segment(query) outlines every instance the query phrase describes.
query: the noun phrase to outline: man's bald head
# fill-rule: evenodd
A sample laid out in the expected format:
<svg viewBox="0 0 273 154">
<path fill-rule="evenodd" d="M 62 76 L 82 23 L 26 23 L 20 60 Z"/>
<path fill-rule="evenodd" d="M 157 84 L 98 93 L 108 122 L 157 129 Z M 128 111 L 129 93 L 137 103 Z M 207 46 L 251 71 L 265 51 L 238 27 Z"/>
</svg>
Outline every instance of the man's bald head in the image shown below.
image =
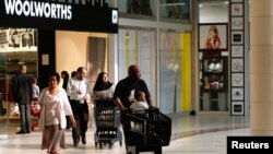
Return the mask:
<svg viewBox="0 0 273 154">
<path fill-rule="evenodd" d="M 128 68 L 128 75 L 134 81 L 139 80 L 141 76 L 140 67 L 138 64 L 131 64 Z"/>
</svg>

...

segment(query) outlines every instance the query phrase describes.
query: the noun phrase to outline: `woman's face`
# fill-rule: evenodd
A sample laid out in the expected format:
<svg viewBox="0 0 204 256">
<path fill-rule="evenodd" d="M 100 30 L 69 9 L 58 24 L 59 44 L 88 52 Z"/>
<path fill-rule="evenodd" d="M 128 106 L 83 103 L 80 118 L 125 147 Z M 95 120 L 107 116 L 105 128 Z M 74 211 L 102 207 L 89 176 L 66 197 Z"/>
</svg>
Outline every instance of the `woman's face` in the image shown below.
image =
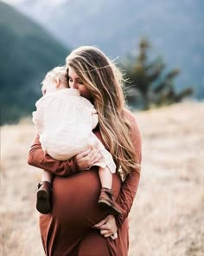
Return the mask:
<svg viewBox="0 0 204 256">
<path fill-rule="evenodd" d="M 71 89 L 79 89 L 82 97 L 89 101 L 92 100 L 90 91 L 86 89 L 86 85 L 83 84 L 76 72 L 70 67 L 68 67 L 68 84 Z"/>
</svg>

# [Aim of the exercise]
How many lines in the entries above contain the string "head"? Reply with the number alone.

# [Answer to the problem]
2